Work to be completed
According to the bankruptcy text below, why does the bankruptcy judge interview a pro se debtor about a reaffirmation agreement? Answer in one to three sentences.

Reaffirmation is governed by §524(c)
and 524(k) of the Bankruptcy Code, and requires that the debtor
file an agreement with the court stating that he or she agrees to be legally
bound to repay the otherwise dischargeable debt.
The reaffirmation agreement must be filed 60 days after the meeting of
creditors. The debtor’s
attorney must file an affidavit stating that such an agreement will not be a
hardship for the debtor. In the case
of a pro se debtor, the bankruptcy
judge will interview the debtor to
ensure the agreement is voluntary and that it does not present a hardship for
the debtor. In any event, the debtor may rescind the agreement up to 60 days after
the agreement is filed with the court, or the case is discharged, whichever is
later.
Under these
circumstances why would the couple want to retain the house?
Wouldn’t they be better off economically to file for Chapter
7 bankruptcy and let the bank make a motion for relief from the automatic stay
so they can foreclose and obtain title to the house? This is a personal decision the debtors would have to make, which may include non–economic
considerations that would lead them to want to keep a house that is $100,000 “underwater.”
Scenario: One spouse
files for bankruptcy, the other spouse does not and the house has equity-this
is the “In re Persky” scenario
In a Chapter 7 bankruptcy, the Trustee may be able to sell
the house. However, under New
York State
law due to “tenancy-by-the-entirety” protection, the house cannot be sold. The
creditor can docket a judgment against the property, which is good for 20
years, and the home cannot be sold or refinanced.
Under this scenario, NYS law may provide more protection to
the non–filing spouse than bankruptcy law. See
§§ 363(h), (i), and (j) of the Bankruptcy Code when dealing with a scenario
where one spouse files for bankruptcy, the other spouse does not and the house
has equity.
Note that if the home is transferred from one spouse to
the other without consideration, this a fraudulent conveyance.
In Chapter 7 bankruptcy, the factors to be considered as to whether
the Chapter 7 bankruptcy trustee can sell the house are: (i) the equity in the property; (ii) the respective ages of the debtor
and the spouse; and (iii) the burden
to the non-filing spouse of having to leave the house (i.e. the impact on minor
children).
Section 363(h)
of the Bankruptcy Code deals with the conditions which must be met for a
Trustee to sell a co-owner’s interest in property (whether owned as tenants
in common, joint tenants or tenants by the entirety), which include:
1. Partition of
the property between the bankruptcy estate and the co-owners is impracticable;
2. Sale of the bankruptcy
estate’s undivided interest in the property would realize significantly less
for the estate than the sale of the property free of the interests of the
co-owners;
3. The benefit
to the bankruptcy estate of a sale of the property free of the interests of the
co-owners outweighs the detriment, if any, to the co-owners.

Material

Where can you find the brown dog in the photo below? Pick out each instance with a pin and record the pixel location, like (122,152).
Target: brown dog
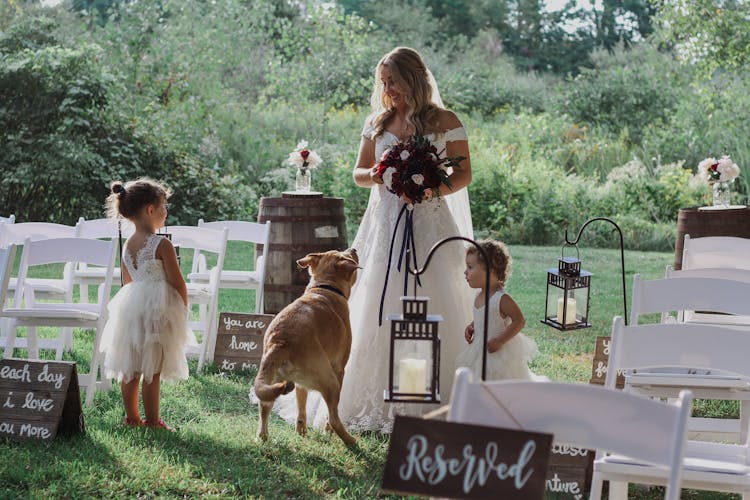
(308,342)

Output below
The judge interviews a pro se debtor to make sure the reaffirmation agreement is voluntary and does not present a hardship for the debtor. A debtor with an attorney has that attorney file an affidavit stating the agreement will not be a hardship.